* Start *
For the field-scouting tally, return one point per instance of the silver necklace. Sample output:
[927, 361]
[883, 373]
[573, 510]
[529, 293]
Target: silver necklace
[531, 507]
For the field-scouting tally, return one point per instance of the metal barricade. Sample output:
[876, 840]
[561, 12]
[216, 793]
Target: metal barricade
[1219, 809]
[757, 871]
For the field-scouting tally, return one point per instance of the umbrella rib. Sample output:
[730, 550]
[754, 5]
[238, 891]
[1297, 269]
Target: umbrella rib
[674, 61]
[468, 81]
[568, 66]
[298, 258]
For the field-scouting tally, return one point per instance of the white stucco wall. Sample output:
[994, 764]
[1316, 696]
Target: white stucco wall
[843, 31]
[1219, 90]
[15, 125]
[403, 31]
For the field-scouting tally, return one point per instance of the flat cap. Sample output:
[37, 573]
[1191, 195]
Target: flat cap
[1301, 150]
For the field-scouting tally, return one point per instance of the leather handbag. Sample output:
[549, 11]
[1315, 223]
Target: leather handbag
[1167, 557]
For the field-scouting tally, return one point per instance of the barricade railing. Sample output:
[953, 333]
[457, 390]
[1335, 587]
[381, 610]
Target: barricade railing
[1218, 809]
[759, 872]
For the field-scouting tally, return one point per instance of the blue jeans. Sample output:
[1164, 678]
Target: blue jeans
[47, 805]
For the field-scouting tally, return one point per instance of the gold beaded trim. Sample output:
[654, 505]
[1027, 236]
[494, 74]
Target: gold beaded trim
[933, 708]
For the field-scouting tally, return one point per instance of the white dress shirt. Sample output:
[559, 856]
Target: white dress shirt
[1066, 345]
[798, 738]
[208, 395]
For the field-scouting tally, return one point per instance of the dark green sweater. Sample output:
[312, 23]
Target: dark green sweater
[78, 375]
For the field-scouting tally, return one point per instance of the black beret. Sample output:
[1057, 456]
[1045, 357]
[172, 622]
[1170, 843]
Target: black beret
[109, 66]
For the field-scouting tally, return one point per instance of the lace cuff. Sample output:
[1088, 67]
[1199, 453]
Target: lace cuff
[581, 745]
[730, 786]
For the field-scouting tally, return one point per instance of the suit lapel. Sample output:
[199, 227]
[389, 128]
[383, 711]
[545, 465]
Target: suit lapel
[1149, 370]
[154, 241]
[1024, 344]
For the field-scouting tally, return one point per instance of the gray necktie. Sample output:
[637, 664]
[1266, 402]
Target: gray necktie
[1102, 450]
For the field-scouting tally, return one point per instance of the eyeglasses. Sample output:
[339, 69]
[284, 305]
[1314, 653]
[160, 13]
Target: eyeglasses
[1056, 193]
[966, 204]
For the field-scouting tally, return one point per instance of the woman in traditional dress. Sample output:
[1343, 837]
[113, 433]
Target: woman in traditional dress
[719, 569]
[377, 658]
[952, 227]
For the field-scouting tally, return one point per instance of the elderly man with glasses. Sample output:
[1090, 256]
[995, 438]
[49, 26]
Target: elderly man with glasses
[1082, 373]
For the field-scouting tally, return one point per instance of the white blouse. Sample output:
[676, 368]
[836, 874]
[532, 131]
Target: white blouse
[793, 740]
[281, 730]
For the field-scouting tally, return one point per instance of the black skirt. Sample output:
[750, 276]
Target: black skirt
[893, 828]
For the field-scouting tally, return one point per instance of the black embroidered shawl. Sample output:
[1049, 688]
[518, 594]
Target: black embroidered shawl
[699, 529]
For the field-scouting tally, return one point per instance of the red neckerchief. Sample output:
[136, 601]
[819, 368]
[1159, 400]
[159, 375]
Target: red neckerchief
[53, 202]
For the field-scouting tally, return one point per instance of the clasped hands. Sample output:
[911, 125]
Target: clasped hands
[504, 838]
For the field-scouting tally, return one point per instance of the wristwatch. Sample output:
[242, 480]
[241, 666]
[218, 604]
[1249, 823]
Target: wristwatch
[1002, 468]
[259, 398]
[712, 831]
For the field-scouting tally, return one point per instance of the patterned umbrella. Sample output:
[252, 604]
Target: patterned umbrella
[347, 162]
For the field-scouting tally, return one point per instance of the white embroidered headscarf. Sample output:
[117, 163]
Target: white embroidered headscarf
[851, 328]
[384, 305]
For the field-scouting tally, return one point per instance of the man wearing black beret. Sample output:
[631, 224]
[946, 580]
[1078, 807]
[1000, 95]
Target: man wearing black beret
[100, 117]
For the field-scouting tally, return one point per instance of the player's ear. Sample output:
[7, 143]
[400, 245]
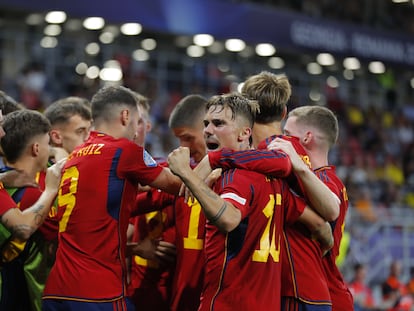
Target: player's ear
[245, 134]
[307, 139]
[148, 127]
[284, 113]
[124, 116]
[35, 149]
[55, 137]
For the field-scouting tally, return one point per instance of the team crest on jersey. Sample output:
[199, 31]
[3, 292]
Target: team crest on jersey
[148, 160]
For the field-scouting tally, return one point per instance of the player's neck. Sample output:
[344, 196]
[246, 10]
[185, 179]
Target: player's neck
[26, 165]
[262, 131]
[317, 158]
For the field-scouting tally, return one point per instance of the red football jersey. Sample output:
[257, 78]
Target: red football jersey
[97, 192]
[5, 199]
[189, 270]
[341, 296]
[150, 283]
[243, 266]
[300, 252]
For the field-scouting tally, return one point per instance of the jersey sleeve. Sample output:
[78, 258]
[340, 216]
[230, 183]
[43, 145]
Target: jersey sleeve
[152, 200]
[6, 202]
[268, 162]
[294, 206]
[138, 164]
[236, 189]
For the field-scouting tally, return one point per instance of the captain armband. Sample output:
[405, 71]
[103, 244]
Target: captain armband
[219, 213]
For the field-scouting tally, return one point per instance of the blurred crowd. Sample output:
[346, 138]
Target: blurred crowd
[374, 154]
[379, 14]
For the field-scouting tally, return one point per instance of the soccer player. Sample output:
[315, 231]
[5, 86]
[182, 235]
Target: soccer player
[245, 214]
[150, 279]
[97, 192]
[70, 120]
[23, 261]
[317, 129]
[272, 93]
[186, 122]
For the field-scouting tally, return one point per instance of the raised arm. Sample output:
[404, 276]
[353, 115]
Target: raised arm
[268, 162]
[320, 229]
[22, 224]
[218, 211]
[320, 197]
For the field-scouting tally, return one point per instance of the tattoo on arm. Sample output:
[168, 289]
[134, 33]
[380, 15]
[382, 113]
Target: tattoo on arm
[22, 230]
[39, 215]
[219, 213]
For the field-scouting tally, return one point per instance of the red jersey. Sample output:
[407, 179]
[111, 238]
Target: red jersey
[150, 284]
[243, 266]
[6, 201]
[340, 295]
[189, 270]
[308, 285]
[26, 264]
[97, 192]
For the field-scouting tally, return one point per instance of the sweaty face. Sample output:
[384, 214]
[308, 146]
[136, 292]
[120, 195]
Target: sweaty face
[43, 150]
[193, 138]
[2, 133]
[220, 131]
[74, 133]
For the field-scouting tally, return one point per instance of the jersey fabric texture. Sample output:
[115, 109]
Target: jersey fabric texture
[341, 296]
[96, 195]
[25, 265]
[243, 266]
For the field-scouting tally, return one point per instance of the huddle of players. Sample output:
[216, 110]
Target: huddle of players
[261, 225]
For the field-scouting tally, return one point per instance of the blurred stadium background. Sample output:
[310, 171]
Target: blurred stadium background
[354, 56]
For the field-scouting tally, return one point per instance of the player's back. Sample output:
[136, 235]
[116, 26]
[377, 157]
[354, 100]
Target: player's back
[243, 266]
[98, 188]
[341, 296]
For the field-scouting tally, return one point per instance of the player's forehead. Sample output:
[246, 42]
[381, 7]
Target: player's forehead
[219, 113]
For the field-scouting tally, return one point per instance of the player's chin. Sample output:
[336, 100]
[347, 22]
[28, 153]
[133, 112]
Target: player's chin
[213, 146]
* End *
* Start *
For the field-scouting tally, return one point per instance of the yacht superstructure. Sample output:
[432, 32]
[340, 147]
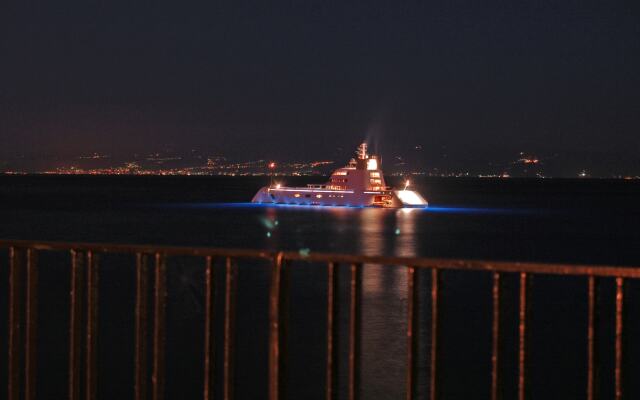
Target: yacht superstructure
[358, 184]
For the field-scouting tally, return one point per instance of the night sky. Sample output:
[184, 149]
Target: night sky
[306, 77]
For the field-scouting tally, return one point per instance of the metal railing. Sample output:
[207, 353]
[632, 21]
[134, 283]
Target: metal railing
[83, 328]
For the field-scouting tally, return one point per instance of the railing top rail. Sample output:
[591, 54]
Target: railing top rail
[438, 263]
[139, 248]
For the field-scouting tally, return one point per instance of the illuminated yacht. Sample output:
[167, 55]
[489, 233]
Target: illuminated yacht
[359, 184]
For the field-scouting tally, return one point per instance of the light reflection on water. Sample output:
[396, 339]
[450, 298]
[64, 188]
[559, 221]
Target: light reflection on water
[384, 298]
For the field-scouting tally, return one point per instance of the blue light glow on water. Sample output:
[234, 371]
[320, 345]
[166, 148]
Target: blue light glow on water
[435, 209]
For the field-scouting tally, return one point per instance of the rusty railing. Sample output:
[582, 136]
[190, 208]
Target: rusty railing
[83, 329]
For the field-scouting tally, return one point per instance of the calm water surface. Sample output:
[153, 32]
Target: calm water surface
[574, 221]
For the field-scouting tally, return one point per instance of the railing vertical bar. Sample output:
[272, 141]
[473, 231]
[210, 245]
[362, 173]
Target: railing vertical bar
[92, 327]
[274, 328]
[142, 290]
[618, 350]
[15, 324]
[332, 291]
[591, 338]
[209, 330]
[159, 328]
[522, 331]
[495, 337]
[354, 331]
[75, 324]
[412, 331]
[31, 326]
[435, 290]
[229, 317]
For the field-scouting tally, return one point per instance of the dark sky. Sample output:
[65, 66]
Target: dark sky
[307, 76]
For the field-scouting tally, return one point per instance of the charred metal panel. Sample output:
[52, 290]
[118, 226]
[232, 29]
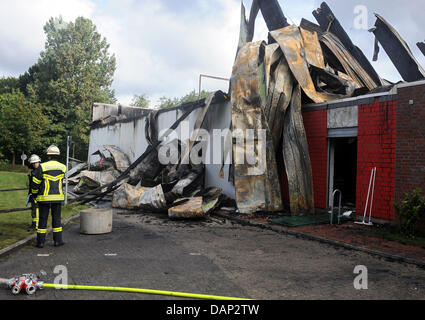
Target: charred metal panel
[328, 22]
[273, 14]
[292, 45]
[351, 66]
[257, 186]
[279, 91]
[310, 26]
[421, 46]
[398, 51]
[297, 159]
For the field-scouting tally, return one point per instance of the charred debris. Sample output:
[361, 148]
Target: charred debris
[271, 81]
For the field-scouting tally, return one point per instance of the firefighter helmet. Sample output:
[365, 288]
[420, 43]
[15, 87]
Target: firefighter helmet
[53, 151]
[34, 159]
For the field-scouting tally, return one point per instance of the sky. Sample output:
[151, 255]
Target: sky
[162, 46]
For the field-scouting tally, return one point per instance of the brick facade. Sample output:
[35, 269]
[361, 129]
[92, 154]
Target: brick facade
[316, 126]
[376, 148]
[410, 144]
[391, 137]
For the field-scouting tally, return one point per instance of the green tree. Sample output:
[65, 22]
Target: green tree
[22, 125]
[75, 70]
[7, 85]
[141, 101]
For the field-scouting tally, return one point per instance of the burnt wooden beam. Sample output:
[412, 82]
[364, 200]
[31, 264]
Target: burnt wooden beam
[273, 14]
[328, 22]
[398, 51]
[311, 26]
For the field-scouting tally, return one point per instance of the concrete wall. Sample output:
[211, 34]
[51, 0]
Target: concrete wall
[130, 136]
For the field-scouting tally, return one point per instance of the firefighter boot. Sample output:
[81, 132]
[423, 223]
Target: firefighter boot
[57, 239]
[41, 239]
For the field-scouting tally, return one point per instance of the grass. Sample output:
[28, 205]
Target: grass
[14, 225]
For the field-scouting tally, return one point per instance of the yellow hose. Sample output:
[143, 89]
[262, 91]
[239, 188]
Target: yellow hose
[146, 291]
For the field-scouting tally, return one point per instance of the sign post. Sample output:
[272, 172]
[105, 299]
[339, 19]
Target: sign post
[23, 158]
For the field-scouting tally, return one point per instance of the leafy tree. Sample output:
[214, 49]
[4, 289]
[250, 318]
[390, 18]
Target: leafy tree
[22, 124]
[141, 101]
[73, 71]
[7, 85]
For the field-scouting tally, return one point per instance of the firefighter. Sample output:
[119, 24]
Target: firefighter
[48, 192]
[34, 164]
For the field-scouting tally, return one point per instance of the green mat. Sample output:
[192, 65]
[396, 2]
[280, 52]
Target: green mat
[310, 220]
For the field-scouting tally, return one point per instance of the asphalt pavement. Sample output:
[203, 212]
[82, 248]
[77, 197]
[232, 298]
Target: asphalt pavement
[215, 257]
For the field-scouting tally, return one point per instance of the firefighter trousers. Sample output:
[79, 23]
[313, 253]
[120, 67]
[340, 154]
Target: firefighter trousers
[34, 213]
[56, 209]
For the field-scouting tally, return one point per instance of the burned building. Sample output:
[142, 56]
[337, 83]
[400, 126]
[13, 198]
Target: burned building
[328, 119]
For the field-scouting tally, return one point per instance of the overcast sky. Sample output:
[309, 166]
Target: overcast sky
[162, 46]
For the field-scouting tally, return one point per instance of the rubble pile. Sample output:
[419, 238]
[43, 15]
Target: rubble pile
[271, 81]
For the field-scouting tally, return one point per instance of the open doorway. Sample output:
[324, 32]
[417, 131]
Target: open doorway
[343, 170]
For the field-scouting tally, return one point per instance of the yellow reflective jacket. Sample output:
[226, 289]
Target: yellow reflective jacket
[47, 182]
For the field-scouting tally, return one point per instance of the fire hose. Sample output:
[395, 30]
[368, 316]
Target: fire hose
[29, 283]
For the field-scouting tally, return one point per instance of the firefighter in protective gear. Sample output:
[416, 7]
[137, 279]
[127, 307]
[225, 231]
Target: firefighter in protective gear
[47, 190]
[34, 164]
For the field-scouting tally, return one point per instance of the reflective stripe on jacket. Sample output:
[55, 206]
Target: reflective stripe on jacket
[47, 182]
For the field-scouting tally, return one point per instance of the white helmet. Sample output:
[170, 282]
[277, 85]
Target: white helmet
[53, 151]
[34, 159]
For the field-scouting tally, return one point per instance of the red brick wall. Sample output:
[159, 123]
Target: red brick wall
* End *
## Work to complete
Copy out the rows from the line with "of the silver" to the line with "[1167, 557]", replacing "Sample output" with "Example output" and keeping everything else unchanged.

## Output
For the field-scouting tally, return one point per instance of the silver necklace. Example output:
[927, 361]
[883, 373]
[573, 510]
[529, 293]
Target: silver necklace
[531, 507]
For the field-scouting tally, return one point per instance of the metal barricade. Example output:
[876, 840]
[561, 12]
[216, 793]
Target: metal barricade
[1219, 809]
[757, 871]
For the field-scouting tally, return one point per instance of the umbrella rib. Example output:
[730, 550]
[754, 5]
[238, 891]
[1297, 269]
Target: umbrella rib
[674, 61]
[468, 81]
[568, 66]
[298, 258]
For the field-scouting tally, return one point per instance of the white stucco wall. Example output:
[994, 764]
[1316, 696]
Target: white stucco wall
[843, 31]
[1219, 90]
[15, 125]
[403, 31]
For the field-scouting tally, return one point per instance of the flat cap. Example output:
[37, 573]
[1191, 195]
Target: flat cap
[1301, 150]
For the field-scouting tally, return one point per instance of the leather handbag. Example output:
[549, 11]
[1315, 223]
Target: leather handbag
[1167, 557]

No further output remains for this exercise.